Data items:
◇ ◇ ◇ ◇ ◇ ◇ ◇
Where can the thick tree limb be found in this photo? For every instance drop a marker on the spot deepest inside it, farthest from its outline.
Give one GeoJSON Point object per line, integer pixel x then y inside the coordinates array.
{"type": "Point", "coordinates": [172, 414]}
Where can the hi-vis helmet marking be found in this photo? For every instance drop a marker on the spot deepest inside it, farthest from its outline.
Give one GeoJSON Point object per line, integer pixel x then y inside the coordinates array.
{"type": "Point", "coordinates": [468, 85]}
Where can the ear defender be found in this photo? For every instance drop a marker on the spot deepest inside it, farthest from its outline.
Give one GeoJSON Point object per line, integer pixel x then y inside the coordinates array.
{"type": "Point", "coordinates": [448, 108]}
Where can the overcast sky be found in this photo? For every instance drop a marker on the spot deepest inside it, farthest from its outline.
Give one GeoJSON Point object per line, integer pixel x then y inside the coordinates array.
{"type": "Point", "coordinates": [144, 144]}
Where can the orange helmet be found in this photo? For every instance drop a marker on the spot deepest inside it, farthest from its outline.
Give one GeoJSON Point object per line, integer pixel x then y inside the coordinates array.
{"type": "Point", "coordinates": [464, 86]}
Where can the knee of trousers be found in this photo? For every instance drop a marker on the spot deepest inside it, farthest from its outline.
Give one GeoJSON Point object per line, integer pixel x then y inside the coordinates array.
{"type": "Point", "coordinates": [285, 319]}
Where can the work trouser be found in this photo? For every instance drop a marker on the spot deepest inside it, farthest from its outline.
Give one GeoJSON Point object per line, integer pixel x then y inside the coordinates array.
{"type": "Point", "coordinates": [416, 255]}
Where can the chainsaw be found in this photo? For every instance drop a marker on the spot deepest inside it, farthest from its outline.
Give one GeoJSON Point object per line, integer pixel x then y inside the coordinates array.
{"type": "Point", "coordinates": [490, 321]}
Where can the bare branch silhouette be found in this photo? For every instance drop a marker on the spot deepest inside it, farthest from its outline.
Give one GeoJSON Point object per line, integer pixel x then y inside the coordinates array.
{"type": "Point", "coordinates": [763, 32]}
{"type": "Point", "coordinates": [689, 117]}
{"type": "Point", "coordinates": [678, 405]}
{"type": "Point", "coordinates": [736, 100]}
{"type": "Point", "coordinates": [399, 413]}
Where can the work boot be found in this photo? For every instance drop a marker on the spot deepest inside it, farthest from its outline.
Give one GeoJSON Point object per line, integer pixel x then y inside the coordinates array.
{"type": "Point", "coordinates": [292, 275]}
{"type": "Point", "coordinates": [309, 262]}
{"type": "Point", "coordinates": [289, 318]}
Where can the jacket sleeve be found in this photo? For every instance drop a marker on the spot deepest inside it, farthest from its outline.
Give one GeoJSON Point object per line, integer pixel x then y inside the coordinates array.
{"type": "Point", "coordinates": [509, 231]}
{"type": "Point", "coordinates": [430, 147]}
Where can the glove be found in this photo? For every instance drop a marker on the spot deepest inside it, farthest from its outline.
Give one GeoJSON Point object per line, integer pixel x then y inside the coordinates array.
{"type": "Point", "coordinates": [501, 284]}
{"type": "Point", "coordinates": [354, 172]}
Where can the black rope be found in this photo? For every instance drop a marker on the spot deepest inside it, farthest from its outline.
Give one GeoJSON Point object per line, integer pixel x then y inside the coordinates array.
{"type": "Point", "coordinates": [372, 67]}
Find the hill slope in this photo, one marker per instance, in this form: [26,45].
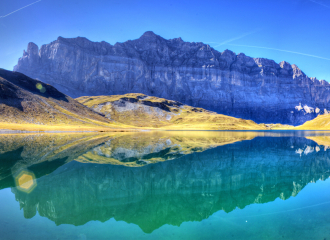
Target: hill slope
[145,111]
[27,101]
[193,73]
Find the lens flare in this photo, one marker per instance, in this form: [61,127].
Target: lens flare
[26,181]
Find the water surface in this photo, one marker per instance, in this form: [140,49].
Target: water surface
[165,185]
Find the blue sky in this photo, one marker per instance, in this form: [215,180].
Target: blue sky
[274,29]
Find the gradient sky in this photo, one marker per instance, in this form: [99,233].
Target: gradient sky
[297,31]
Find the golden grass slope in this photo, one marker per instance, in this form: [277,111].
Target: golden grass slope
[139,110]
[28,104]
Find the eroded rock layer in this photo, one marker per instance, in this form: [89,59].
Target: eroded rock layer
[192,73]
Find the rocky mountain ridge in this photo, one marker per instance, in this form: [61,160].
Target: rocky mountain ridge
[192,73]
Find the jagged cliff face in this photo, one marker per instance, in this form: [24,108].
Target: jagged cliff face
[192,73]
[190,188]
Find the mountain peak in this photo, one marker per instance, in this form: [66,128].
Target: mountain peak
[149,34]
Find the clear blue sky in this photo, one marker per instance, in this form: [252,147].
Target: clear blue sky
[300,26]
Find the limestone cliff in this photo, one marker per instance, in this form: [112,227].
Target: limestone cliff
[192,73]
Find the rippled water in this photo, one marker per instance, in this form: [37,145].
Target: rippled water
[165,185]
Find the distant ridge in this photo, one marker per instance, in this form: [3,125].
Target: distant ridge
[192,73]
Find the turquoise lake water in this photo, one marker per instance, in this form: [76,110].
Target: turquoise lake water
[170,185]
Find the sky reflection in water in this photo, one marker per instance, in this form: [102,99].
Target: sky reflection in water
[188,185]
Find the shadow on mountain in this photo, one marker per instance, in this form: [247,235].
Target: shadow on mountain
[16,80]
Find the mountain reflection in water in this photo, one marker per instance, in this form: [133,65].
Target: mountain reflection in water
[152,179]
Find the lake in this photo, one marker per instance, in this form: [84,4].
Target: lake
[165,185]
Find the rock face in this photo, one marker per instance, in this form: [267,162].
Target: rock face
[192,73]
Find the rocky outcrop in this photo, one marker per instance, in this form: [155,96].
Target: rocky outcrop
[139,110]
[190,188]
[192,73]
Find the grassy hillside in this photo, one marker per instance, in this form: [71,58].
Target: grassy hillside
[28,104]
[140,110]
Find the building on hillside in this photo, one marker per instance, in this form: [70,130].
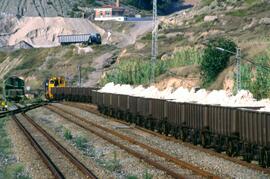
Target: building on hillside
[110,12]
[86,39]
[23,45]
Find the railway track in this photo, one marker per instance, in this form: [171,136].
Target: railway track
[46,159]
[95,128]
[93,109]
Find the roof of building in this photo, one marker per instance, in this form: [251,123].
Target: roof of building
[74,38]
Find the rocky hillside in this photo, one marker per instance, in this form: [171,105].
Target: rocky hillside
[77,8]
[183,37]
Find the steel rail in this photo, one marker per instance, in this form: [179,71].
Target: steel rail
[159,153]
[45,158]
[62,149]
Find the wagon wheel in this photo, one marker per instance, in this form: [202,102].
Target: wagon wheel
[266,162]
[163,127]
[182,135]
[203,139]
[230,148]
[195,138]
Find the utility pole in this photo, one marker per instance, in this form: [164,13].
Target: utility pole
[79,75]
[238,73]
[154,40]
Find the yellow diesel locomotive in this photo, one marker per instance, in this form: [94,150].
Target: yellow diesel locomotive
[51,83]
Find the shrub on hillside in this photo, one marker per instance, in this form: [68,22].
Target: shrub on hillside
[215,61]
[256,78]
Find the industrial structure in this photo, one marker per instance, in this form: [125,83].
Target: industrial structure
[110,12]
[86,39]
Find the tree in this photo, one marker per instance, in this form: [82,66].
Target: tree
[215,61]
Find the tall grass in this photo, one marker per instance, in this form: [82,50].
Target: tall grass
[137,71]
[256,78]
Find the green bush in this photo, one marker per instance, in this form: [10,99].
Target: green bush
[136,71]
[215,61]
[256,78]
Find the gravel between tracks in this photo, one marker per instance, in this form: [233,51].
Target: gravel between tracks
[100,151]
[26,154]
[65,166]
[205,161]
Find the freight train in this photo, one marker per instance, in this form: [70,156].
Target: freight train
[237,131]
[13,89]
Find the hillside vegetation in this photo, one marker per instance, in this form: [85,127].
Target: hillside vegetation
[74,8]
[245,23]
[184,38]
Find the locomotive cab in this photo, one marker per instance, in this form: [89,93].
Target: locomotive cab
[53,83]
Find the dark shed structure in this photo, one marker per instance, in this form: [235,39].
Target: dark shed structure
[80,38]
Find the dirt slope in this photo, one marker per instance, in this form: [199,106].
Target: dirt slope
[43,31]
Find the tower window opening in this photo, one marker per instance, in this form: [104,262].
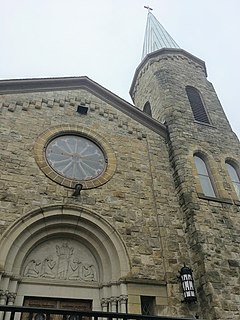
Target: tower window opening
[147,109]
[148,305]
[197,106]
[233,173]
[204,177]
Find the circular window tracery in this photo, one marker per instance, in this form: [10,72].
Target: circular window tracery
[75,157]
[71,154]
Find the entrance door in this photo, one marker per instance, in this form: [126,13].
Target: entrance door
[81,305]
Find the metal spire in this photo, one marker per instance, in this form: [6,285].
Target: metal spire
[156,37]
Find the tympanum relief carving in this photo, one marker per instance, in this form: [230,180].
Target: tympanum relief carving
[63,260]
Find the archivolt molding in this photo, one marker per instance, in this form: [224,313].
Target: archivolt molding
[65,222]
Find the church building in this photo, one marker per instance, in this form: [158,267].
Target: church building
[118,207]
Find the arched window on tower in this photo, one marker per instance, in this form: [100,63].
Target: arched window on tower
[147,109]
[234,175]
[204,176]
[197,106]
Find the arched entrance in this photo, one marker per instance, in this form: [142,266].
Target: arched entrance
[64,252]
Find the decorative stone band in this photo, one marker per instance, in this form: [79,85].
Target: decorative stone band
[47,136]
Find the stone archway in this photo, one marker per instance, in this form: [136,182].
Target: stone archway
[71,248]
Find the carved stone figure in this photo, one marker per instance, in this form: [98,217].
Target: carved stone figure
[88,272]
[32,268]
[64,254]
[47,267]
[75,273]
[64,260]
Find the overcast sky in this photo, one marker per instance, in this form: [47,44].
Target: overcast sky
[103,40]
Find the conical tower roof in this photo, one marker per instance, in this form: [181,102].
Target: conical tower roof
[156,37]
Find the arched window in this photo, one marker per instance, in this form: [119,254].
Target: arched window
[234,177]
[204,177]
[147,108]
[197,106]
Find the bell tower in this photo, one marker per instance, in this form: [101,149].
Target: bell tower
[171,85]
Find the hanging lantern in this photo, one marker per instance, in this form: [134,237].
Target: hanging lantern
[187,282]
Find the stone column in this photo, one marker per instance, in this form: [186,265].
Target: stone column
[10,301]
[123,303]
[3,300]
[104,304]
[114,302]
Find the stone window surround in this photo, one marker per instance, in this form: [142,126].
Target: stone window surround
[46,136]
[231,161]
[204,158]
[203,106]
[221,195]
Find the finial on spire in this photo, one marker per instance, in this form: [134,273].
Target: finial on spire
[148,8]
[156,37]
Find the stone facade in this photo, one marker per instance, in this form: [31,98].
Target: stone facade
[131,230]
[212,224]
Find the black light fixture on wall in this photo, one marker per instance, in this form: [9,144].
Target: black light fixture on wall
[187,283]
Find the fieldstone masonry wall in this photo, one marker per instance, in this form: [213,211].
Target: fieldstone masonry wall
[139,201]
[212,225]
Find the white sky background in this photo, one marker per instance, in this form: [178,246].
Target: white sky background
[103,40]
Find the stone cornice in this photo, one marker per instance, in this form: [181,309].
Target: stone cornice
[74,83]
[162,52]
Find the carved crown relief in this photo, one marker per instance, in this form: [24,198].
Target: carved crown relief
[63,260]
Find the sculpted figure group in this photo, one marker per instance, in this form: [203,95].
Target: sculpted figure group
[64,266]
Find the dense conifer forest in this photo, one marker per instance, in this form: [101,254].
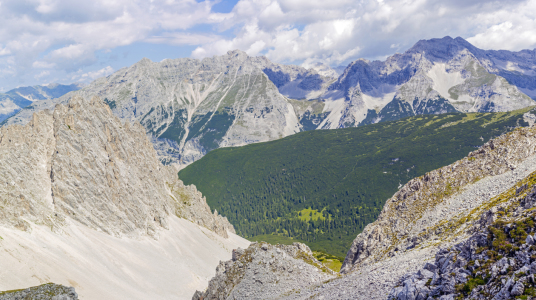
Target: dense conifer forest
[323,187]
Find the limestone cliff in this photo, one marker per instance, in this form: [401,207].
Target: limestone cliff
[82,162]
[426,206]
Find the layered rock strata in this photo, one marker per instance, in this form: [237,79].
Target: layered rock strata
[426,206]
[497,262]
[82,162]
[264,271]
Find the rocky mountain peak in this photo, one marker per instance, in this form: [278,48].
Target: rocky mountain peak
[82,163]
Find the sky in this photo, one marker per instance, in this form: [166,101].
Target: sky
[68,41]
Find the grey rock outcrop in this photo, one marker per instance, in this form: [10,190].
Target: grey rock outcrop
[425,206]
[82,162]
[264,271]
[49,291]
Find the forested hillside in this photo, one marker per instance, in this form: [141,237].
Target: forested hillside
[323,187]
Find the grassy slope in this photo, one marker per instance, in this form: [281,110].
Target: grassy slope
[347,174]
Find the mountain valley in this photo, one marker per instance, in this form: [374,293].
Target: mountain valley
[234,177]
[323,187]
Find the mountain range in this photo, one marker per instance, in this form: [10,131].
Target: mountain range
[323,187]
[14,100]
[85,202]
[463,231]
[190,107]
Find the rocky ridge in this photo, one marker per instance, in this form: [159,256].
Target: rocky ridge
[264,271]
[423,208]
[496,262]
[81,162]
[434,76]
[14,100]
[189,107]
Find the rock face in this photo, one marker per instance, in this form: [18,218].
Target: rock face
[496,262]
[49,291]
[16,99]
[189,106]
[426,205]
[264,271]
[85,202]
[82,162]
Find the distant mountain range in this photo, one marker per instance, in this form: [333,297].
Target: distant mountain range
[14,100]
[190,107]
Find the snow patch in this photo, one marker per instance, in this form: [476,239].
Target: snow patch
[336,109]
[100,266]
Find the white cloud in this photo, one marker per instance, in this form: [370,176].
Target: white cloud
[314,30]
[42,65]
[513,29]
[66,36]
[42,74]
[89,76]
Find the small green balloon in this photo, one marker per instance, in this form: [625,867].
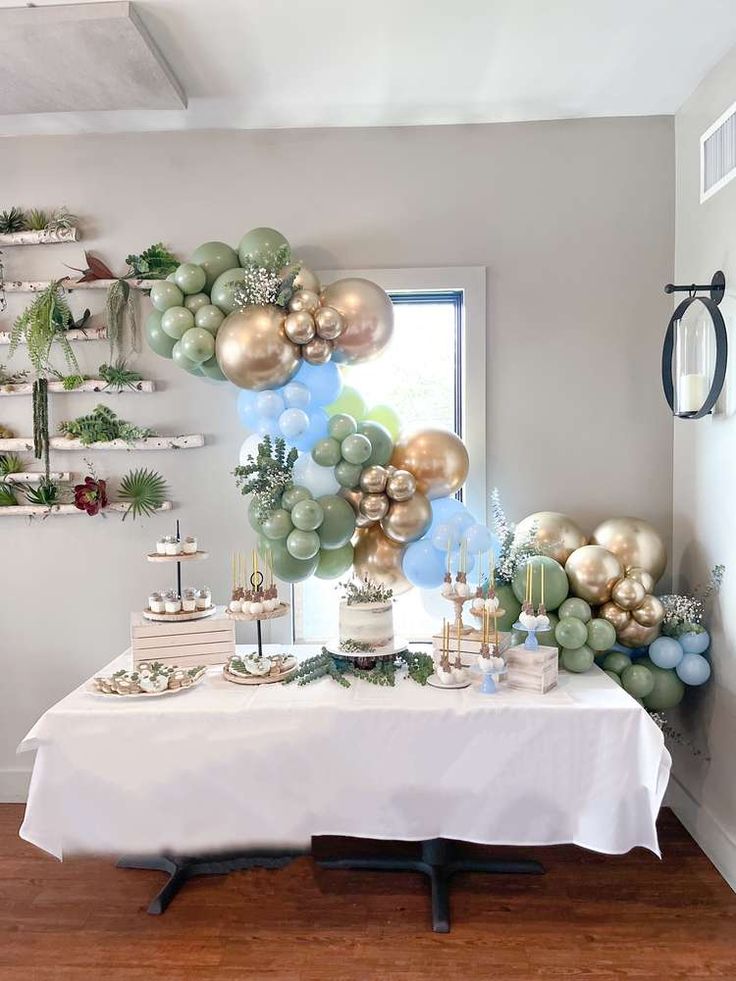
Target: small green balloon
[616,661]
[158,341]
[348,474]
[570,633]
[575,607]
[190,278]
[340,426]
[195,302]
[307,516]
[221,293]
[637,680]
[579,660]
[302,544]
[601,634]
[292,495]
[338,524]
[165,295]
[198,344]
[334,561]
[209,318]
[382,446]
[326,452]
[215,258]
[356,448]
[176,321]
[278,524]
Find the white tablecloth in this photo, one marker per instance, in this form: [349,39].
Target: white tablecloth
[224,766]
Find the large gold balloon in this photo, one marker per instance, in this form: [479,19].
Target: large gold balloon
[592,571]
[368,316]
[378,558]
[408,520]
[437,458]
[634,542]
[556,534]
[253,350]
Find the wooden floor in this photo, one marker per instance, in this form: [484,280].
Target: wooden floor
[590,917]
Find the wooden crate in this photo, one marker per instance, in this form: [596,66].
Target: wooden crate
[532,670]
[188,643]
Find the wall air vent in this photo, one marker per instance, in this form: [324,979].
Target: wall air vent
[718,154]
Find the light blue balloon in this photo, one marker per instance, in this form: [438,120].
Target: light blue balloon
[423,565]
[693,669]
[695,643]
[293,423]
[322,380]
[296,395]
[665,652]
[269,404]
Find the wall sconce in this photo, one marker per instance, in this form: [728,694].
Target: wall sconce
[695,352]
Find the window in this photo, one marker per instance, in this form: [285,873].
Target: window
[433,375]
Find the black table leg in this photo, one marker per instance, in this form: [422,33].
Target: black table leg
[439,866]
[181,868]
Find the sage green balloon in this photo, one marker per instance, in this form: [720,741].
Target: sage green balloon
[334,561]
[158,341]
[579,660]
[307,516]
[575,607]
[356,448]
[338,522]
[302,544]
[165,295]
[215,258]
[616,661]
[668,689]
[382,445]
[190,278]
[278,524]
[326,452]
[209,318]
[259,245]
[556,585]
[508,602]
[348,474]
[221,293]
[570,633]
[637,680]
[601,634]
[195,302]
[176,321]
[341,425]
[292,495]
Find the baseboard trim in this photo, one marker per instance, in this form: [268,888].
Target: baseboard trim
[14,786]
[712,837]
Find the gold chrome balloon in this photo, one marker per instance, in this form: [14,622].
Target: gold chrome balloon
[408,520]
[634,542]
[299,327]
[368,315]
[253,350]
[556,534]
[329,323]
[400,485]
[376,557]
[628,593]
[437,459]
[593,571]
[373,480]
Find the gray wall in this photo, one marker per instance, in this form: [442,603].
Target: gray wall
[574,223]
[704,480]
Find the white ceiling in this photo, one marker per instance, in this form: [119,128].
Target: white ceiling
[297,63]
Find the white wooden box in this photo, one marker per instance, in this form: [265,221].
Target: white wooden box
[532,670]
[191,642]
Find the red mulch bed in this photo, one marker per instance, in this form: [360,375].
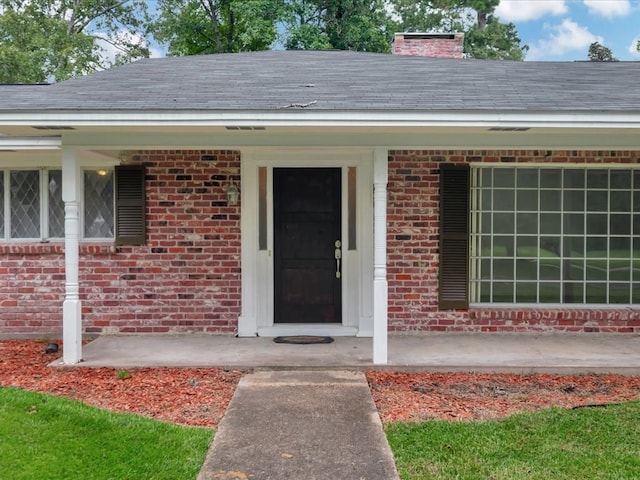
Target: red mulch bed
[199,396]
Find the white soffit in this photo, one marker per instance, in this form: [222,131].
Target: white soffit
[318,118]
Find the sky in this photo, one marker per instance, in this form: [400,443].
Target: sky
[562,30]
[558,30]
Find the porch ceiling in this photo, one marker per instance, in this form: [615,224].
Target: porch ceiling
[18,140]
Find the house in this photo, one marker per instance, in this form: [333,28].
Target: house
[330,192]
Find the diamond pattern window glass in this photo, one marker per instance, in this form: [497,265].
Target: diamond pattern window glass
[99,206]
[25,203]
[56,205]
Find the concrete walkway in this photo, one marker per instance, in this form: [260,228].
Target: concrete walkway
[312,425]
[524,353]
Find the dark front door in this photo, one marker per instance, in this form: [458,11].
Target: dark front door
[307,212]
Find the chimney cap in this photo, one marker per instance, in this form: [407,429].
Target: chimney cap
[428,35]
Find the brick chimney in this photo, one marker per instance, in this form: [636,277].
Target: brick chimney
[437,45]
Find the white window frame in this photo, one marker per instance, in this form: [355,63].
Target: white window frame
[44,205]
[476,256]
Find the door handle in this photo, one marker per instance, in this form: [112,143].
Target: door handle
[338,256]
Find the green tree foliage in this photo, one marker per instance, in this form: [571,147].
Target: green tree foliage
[192,27]
[485,36]
[44,40]
[600,53]
[362,25]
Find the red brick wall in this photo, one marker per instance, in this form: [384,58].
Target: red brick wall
[429,45]
[186,279]
[413,225]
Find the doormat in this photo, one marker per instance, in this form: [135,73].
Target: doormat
[303,339]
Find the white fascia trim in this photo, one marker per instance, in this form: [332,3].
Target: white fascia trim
[319,118]
[30,143]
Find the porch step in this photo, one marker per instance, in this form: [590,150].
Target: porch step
[311,425]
◇ ◇ ◇ ◇ ◇ ◇ ◇
**WHAT IS BEING ASKED**
Beginning at the line that holds "Find the white window", write out word for word each line through the end of the records.

**ANSWER**
Find the white window frame in this photo, one marker per instance, in this form: [355,63].
Target: white window frame
[44,205]
[476,256]
Find the door handle in this photo, one marker per instance, in this form: [112,143].
Target: door handle
[338,256]
Find the green tree foliage in this photo, one marker per instance, in this form: [571,147].
Target: green tree foliage
[192,27]
[485,36]
[44,40]
[600,53]
[362,25]
Find the red brick wall in this photo, one marker per instance, in this form: [384,58].
Target: red brick wall
[429,45]
[186,279]
[413,225]
Find the doormat in this photo, one marker per instance, in this form: [135,73].
Target: doormat
[303,339]
Find the white fascia trim in this photo, one marker per instance, in this form: [332,3].
Target: white fascia trim
[319,118]
[30,143]
Find the porch step in this photo, one marker per instance, in this form: [590,150].
Target: porch step
[311,425]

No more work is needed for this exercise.